[Location annotation dataset excerpts]
((
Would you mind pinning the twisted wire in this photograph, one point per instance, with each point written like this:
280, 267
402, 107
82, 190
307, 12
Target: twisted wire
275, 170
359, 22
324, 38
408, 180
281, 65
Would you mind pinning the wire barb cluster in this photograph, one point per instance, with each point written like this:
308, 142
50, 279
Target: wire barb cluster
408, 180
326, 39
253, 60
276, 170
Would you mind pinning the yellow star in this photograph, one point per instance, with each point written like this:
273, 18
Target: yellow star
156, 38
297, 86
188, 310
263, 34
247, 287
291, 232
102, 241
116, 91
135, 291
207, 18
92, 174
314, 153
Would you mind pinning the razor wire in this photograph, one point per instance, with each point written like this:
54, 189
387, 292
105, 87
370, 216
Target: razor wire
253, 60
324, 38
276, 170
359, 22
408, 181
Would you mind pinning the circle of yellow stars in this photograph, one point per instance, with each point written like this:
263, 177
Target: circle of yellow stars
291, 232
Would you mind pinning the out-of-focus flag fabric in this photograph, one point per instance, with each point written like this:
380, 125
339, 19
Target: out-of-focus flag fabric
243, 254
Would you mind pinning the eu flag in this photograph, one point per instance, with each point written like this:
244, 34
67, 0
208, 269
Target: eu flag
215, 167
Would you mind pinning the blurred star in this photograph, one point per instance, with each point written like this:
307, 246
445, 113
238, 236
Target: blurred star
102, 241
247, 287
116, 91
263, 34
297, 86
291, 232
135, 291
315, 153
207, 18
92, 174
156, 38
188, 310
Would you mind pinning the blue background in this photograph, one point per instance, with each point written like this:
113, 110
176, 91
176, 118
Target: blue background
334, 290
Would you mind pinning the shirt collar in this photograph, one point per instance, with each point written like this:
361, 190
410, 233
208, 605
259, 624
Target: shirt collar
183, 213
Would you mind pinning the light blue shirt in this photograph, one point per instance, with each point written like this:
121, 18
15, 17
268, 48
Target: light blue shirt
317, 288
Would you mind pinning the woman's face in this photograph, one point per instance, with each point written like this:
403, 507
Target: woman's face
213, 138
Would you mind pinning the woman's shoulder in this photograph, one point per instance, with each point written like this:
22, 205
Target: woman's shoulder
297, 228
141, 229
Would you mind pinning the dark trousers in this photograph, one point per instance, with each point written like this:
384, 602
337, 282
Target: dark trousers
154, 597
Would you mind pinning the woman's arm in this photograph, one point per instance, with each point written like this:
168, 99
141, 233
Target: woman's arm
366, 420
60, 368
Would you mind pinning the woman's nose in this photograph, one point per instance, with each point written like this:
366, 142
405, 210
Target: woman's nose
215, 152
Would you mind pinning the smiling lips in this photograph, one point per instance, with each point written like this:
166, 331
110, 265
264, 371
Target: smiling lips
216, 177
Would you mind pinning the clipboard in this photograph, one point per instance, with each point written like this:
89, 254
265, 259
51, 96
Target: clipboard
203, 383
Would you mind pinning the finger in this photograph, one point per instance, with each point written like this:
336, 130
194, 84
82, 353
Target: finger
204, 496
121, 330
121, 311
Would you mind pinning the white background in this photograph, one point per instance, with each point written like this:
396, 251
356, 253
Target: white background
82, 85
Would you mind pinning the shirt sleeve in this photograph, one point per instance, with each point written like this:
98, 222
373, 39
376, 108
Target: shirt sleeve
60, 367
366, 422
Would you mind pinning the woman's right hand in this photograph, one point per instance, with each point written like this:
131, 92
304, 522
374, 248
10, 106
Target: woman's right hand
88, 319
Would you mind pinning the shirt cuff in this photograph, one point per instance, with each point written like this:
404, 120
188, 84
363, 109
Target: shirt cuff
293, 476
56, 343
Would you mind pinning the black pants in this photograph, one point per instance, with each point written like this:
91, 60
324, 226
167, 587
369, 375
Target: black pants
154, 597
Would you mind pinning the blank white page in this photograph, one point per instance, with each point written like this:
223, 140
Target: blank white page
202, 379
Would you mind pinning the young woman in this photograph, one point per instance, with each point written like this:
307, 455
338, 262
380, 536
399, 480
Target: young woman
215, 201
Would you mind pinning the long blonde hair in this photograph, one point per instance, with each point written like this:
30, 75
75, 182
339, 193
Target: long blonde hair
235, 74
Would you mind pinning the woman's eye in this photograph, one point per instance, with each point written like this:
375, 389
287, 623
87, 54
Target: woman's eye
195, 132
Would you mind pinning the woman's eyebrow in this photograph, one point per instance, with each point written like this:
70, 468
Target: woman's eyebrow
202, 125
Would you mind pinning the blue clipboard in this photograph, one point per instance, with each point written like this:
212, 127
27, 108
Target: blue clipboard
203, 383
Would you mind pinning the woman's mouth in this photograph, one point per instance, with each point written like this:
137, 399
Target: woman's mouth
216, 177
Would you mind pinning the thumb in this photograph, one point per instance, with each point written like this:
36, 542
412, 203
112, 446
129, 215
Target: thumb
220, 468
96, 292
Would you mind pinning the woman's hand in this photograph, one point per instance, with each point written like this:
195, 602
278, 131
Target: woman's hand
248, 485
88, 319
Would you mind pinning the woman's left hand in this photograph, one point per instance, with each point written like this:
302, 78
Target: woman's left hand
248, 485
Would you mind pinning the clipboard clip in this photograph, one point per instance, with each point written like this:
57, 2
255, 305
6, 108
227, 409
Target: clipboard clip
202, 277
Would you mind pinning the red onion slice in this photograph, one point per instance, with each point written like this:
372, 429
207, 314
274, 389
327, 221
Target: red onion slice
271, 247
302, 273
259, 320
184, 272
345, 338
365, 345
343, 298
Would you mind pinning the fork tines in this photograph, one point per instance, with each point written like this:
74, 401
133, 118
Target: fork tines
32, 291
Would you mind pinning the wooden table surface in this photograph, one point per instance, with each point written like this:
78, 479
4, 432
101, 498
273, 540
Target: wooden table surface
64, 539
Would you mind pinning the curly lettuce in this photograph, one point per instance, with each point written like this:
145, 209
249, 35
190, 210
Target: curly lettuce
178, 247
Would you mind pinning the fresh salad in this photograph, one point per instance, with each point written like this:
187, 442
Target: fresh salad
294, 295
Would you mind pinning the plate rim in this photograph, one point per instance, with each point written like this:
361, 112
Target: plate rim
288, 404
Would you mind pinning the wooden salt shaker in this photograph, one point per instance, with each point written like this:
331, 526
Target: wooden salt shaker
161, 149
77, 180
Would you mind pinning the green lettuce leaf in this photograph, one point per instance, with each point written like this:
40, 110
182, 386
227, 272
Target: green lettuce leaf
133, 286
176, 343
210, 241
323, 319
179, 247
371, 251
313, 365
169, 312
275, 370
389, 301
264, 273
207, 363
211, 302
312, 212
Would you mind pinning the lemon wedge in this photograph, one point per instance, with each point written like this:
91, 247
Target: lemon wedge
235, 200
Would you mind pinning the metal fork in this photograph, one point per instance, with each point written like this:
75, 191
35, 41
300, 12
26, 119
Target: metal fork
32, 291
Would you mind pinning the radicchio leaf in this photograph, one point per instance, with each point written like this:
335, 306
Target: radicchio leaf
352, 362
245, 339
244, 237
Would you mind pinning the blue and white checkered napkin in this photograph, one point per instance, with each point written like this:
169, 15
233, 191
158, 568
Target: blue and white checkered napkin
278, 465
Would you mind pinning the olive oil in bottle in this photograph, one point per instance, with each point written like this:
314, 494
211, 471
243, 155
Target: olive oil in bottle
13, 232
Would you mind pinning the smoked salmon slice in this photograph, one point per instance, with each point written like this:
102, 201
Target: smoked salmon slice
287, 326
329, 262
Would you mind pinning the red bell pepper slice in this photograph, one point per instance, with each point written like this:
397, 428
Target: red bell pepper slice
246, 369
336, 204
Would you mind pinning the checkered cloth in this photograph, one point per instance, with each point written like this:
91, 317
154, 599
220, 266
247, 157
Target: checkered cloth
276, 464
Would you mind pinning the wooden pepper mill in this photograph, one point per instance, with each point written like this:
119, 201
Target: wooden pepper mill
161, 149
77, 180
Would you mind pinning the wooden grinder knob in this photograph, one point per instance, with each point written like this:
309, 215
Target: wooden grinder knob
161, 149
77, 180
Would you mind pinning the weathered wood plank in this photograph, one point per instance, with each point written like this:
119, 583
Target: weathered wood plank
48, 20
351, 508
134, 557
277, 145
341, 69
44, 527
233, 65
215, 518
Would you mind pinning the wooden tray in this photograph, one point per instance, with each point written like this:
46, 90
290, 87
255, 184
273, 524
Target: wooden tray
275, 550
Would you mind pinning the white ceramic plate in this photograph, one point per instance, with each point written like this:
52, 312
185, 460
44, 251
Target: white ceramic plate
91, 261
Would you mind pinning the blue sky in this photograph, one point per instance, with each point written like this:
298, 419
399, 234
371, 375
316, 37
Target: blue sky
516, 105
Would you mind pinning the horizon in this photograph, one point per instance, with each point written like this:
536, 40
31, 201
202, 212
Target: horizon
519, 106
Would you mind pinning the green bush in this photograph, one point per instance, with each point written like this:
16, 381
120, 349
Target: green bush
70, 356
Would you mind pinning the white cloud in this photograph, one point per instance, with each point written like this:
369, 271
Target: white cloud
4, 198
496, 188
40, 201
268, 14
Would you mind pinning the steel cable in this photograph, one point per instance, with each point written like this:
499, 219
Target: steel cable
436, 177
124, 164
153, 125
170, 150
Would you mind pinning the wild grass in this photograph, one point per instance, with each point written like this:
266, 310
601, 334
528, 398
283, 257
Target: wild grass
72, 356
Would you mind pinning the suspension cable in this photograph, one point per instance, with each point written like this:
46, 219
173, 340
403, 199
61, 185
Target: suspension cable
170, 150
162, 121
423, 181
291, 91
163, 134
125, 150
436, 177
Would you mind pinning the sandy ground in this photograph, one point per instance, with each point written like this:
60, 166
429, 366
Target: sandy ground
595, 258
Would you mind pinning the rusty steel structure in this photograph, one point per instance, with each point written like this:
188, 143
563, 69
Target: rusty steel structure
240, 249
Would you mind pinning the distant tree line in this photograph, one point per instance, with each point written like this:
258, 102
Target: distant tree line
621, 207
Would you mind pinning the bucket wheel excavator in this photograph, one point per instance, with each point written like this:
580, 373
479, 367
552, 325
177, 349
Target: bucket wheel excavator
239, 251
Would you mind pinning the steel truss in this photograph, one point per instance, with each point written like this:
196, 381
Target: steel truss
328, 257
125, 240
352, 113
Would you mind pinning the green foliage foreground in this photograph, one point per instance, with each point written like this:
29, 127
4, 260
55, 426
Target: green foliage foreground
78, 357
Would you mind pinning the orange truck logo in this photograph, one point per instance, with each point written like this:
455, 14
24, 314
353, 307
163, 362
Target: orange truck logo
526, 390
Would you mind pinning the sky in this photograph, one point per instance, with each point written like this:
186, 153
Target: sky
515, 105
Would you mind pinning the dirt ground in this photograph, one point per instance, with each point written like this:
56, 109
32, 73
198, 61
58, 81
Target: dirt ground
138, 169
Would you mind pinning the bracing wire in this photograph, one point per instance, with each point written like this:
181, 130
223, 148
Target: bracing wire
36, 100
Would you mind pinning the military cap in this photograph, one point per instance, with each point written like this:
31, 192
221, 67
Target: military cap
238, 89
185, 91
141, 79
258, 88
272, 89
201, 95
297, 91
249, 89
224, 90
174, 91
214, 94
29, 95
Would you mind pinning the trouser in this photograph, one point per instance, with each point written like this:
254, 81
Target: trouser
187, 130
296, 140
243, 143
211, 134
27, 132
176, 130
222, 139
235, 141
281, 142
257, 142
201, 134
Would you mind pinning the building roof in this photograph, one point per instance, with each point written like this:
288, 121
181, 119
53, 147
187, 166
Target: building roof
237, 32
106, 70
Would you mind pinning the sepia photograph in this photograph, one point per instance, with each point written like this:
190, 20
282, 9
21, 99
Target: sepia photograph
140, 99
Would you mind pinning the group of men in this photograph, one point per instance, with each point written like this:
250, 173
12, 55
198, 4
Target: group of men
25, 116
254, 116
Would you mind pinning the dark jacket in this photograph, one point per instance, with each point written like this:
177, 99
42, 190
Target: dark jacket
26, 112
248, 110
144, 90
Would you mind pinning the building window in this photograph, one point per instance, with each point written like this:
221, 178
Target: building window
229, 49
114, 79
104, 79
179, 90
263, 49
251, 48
))
Set down, unchanged, the line that contains "Would you mind pinning the trouser" together with every later line in the records, through the last one.

Would you mind pinning the trouser in this photograph, one point per instance, with each point written like this:
254, 81
Target: trouser
187, 130
296, 140
243, 143
211, 134
27, 132
176, 130
222, 139
235, 141
281, 142
257, 142
201, 134
Would you mind pinning the building roof in this photograph, one point per instance, with each point written like this:
288, 121
181, 119
53, 147
187, 166
Target: building roof
237, 32
106, 70
Would you mind pinning the sepia photograph in this photograph, one point per instance, with each point written like this:
190, 20
282, 9
21, 99
Target: sepia photograph
140, 99
Would you mind pinning the group of men in this photograph, one point per instance, with each point written like this:
250, 173
12, 55
198, 4
Target: group of men
25, 116
254, 116
Would you mind pinning the dark jacket in this photograph, one point per instance, with each point written like this:
177, 99
42, 190
Target: dark jacket
26, 112
248, 110
144, 90
Would you mind pinning the building window in this photograph, one point per instance, with each point written like this:
221, 178
Target: building window
229, 49
114, 79
104, 79
179, 90
263, 49
251, 48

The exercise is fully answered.